TASK 1: In the passage about journaling, what did the writer report on as a child?
TASK 2: Decide whether each statement agrees with the passage about journaling: (a) the writer's journals became more of an outlet at age 18; (b) the writer did not eat chocolate every day; (c) the writer brought the journaling habit to a blog.
TASK 3: Write what comes next in the passage about journaling, starting after its final sentence.

For as long as I can remember, I have been writing in a journal.  In my childhood I would report on the weather or comment on the size of brook trout I caught in our small stream in Northern Minnesota.  As I grew, so did my vocabulary and length of my entries.  I began to talk about friendships, boys, church, work, and anything that seemed pertinent to my day–like how many times my crush glanced my way on the school bus, you know, the important details.  When I entered the societal marked age of adulthood, 18, my journals became more of an outlet, a therapy almost.  I didn’t just write about my life but I tried to work through my feelings and really understand where they were coming from.  Or sometimes I would just rant and rage about the injustice I was experiencing.  I would just write and write until I felt better.

Journaling became a habit, something I did without even thinking.  Almost as habitual as my daily chocolate consumption.   However, I felt that my writing lacked some sort of direction, a focus.  I didn’t feel the same pull to journal as I had before, especially in this digital age where hand writing your thoughts was replaced with social media posts and blog entries.  With the ability to reach an audience other than my Composition notebooks, I saw it as an opportunity to grow, get out of my comfort zone, and make my mindless banter into something more meaningful.   I guess that is what inspired me to bring my pen and paper habit into the digital age: a blog.

EXCERPTED DATA:

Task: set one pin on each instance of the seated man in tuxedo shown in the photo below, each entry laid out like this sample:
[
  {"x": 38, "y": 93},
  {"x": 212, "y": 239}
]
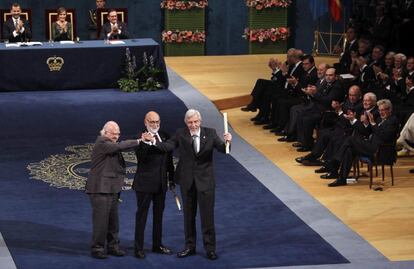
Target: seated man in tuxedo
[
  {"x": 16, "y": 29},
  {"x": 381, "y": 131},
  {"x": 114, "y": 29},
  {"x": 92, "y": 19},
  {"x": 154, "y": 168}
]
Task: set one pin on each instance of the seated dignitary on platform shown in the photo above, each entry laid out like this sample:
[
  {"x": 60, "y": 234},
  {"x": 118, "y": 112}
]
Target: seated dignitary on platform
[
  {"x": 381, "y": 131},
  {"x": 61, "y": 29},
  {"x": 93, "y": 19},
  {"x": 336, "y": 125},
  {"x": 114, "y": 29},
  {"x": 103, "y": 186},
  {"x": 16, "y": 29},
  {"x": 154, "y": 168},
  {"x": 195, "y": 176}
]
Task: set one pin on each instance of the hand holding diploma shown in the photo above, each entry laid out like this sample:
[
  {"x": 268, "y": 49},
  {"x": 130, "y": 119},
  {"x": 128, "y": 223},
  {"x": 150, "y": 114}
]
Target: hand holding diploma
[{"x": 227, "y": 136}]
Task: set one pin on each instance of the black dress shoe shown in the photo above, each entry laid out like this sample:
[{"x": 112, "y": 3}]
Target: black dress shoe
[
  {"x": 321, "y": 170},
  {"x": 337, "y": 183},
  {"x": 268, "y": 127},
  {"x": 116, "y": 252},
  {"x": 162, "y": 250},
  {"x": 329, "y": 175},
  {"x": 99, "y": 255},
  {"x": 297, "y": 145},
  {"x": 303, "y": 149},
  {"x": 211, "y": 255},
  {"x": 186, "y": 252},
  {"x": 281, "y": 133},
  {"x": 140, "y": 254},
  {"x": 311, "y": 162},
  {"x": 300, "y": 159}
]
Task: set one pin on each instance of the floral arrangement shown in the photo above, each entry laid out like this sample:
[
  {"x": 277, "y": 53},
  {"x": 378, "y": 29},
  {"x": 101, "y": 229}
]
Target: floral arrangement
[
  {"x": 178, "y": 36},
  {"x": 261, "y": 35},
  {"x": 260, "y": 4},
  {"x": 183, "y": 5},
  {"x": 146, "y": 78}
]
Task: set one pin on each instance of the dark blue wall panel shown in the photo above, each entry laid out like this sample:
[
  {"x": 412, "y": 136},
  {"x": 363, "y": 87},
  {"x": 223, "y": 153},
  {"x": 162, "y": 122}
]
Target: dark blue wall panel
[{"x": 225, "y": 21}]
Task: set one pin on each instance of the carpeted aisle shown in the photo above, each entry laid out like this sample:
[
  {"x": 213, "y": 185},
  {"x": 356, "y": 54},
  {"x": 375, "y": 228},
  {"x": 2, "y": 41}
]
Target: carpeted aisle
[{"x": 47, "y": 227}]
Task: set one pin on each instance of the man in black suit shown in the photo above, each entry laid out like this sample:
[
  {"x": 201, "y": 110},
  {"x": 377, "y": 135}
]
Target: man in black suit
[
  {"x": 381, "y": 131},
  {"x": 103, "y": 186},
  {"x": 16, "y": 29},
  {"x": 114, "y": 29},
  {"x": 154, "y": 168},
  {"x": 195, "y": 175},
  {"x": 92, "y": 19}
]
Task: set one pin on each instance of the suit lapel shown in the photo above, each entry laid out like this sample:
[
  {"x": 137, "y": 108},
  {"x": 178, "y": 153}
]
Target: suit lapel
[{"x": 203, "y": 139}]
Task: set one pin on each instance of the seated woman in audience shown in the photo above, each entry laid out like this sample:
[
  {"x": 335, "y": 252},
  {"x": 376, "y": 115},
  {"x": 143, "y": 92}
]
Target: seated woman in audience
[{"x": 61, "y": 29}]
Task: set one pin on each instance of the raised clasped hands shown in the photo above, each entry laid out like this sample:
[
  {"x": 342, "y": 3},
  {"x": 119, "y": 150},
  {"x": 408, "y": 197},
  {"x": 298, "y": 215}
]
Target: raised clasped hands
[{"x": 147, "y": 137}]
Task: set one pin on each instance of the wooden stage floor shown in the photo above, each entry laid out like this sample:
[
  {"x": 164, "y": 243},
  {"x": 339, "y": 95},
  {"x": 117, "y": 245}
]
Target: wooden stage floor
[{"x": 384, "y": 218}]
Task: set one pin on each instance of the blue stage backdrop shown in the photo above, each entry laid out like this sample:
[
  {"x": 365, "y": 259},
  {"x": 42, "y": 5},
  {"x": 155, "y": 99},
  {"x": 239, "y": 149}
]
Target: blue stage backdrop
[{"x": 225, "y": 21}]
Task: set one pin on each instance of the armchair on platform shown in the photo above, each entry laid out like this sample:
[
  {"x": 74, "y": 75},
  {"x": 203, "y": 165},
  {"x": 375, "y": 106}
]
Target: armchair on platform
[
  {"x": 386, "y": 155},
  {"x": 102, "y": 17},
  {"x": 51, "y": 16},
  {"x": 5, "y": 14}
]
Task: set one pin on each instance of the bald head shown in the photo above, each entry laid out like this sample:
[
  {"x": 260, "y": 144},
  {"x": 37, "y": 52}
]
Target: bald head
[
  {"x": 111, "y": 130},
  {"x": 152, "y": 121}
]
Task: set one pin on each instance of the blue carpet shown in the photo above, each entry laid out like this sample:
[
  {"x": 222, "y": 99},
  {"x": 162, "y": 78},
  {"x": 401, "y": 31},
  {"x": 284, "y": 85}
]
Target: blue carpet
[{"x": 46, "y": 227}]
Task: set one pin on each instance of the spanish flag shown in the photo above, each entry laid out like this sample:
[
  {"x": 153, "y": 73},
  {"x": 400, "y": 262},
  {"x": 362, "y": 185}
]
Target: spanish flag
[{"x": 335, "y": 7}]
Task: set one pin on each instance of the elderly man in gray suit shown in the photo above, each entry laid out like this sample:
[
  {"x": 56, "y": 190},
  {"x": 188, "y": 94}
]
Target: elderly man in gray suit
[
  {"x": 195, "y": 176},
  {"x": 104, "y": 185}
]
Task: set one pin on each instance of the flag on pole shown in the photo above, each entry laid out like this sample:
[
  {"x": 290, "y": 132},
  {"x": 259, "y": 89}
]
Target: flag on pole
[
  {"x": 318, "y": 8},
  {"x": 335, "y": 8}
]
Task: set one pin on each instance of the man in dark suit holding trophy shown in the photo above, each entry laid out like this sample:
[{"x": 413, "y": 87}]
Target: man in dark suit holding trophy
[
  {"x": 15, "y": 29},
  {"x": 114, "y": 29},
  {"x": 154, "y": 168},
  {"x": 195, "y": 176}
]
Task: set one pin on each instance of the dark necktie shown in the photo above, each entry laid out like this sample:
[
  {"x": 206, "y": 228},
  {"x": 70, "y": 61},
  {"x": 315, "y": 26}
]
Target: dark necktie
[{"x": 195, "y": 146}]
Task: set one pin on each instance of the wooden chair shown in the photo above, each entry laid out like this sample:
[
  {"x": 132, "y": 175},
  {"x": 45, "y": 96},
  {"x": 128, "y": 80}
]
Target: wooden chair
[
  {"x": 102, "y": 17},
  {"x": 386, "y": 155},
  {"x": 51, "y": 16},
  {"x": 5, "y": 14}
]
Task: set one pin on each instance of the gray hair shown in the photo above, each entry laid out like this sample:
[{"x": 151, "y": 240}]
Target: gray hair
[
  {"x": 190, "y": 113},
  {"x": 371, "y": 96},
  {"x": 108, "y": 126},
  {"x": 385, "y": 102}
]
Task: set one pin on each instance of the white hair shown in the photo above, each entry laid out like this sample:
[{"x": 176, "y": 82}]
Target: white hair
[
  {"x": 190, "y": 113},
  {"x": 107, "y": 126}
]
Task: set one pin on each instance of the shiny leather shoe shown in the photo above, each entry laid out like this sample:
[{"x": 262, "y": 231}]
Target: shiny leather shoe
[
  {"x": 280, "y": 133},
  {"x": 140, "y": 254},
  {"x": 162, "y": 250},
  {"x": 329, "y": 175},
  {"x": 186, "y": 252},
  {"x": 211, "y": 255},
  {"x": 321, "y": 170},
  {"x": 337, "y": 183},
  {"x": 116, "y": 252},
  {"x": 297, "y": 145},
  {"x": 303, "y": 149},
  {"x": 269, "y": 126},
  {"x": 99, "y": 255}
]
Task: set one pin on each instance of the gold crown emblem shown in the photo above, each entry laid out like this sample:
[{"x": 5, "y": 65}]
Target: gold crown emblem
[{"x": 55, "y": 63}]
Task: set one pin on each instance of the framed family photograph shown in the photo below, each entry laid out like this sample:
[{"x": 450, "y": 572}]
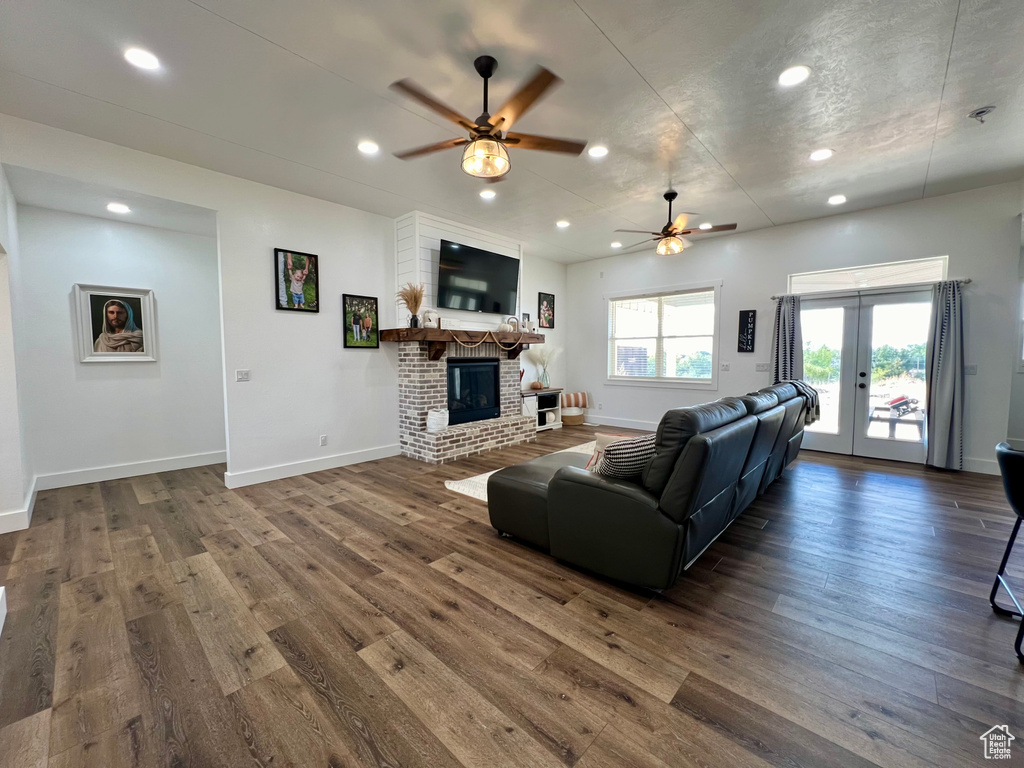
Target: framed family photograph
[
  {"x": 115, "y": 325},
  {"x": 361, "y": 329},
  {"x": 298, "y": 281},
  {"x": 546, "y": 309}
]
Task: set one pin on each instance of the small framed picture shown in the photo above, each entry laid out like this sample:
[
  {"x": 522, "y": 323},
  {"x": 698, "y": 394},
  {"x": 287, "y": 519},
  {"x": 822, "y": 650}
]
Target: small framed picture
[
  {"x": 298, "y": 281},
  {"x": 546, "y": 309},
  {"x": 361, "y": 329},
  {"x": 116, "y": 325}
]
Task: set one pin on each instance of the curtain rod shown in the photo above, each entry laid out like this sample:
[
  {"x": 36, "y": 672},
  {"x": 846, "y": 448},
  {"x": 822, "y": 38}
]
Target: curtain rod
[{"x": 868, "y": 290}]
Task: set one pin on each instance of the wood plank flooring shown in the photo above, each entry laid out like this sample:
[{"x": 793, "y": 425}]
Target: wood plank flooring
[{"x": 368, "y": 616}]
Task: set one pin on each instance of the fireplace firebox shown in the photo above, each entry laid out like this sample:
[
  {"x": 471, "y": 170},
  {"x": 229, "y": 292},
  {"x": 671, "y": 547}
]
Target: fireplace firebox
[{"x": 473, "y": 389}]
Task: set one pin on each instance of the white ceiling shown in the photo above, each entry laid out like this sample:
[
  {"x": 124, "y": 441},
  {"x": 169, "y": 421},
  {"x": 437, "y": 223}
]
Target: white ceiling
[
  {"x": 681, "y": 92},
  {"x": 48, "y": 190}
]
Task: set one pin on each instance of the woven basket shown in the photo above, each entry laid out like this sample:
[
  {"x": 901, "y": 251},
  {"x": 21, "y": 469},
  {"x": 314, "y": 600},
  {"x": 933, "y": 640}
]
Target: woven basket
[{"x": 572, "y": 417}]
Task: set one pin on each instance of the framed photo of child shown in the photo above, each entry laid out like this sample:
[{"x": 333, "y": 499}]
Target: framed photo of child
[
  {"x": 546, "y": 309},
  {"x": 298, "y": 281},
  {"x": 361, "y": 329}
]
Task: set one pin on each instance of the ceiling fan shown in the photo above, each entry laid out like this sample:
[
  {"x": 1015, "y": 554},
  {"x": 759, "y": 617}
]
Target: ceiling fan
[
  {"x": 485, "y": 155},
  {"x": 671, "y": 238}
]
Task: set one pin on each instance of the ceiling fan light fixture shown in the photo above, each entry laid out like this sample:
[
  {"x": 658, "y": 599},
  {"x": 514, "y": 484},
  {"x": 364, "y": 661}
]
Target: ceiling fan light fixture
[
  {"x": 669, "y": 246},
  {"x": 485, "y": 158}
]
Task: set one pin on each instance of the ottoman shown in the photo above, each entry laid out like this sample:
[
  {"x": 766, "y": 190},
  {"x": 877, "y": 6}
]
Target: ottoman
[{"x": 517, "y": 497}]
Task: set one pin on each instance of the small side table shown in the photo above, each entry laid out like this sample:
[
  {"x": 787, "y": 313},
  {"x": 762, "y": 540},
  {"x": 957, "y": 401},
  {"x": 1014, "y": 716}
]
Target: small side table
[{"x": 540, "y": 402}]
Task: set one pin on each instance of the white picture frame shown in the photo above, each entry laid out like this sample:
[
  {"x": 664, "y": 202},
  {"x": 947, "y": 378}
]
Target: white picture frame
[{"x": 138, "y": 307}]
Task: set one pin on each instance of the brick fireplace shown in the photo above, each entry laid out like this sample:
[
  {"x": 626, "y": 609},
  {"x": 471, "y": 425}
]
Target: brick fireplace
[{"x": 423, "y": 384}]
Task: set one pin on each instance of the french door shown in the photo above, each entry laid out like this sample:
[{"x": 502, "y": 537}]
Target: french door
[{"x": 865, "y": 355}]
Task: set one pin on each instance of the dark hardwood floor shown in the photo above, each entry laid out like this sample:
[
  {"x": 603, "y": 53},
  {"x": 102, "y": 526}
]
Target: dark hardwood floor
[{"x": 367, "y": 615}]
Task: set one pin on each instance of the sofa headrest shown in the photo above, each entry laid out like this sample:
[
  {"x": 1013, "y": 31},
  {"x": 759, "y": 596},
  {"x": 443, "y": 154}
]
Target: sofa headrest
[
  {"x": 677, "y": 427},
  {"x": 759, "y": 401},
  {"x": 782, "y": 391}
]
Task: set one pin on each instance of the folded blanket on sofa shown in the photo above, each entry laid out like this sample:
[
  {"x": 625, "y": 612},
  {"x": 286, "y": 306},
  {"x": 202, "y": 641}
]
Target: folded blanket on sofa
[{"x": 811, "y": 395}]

ANSWER 1: The weather and the size of the brook trout caught in a small stream in Northern Minnesota.

ANSWER 2:
(a) Yes: "When I entered the societal marked age of adulthood, 18, my journals became more of an outlet, a therapy almost."
(b) No: "Almost as habitual as my daily chocolate consumption."
(c) Yes: "I guess that is what inspired me to bring my pen and paper habit into the digital age: a blog."

ANSWER 3:
I remember chatting with a close friend a couple years ago about the prospect of starting a blog and she was very encouraging.  I didn’t know what my “theme” or “concept” would be because if you know me I like ALL THE THINGS.  I just remember thinking that I wanted to be able to talk about anything that interests me and really get the full picture–not just some crafted blog made to “brand” myself.  Thus, 360, full circle, the whole picture.  No edits, no frills, and certainly no cropped, filtered image of a perfect life–its far from it.  I want to be real.  I want to connect.  I want to share.  I want to inspire.

That desire, that longing, its always been there.  I have always felt a calling in life to be more than just me.  And now, more than just a mom or a wife.  I got a glimpse of what it felt like to help change someones life during my years personal training.  The small changes, the encouragement, the open conversation–it felt good.  And now its time to start somewhere and see where it takes me.  Maybe its sharing a recipe for a treat someone has been craving but because they are on a restricted diet they no longer thought they could eat that and BOOM! they see I have been concocting a delectable dairy free caramel that is just as tasty as it is healthy.  Or maybe someone has been struggling with motivation for exercise or has a colicky baby that just wont stop crying.  Whatever it may be, I hope that through my experiences I might be able to help someone.  Because what is our purpose if it isn’t to raise one another up?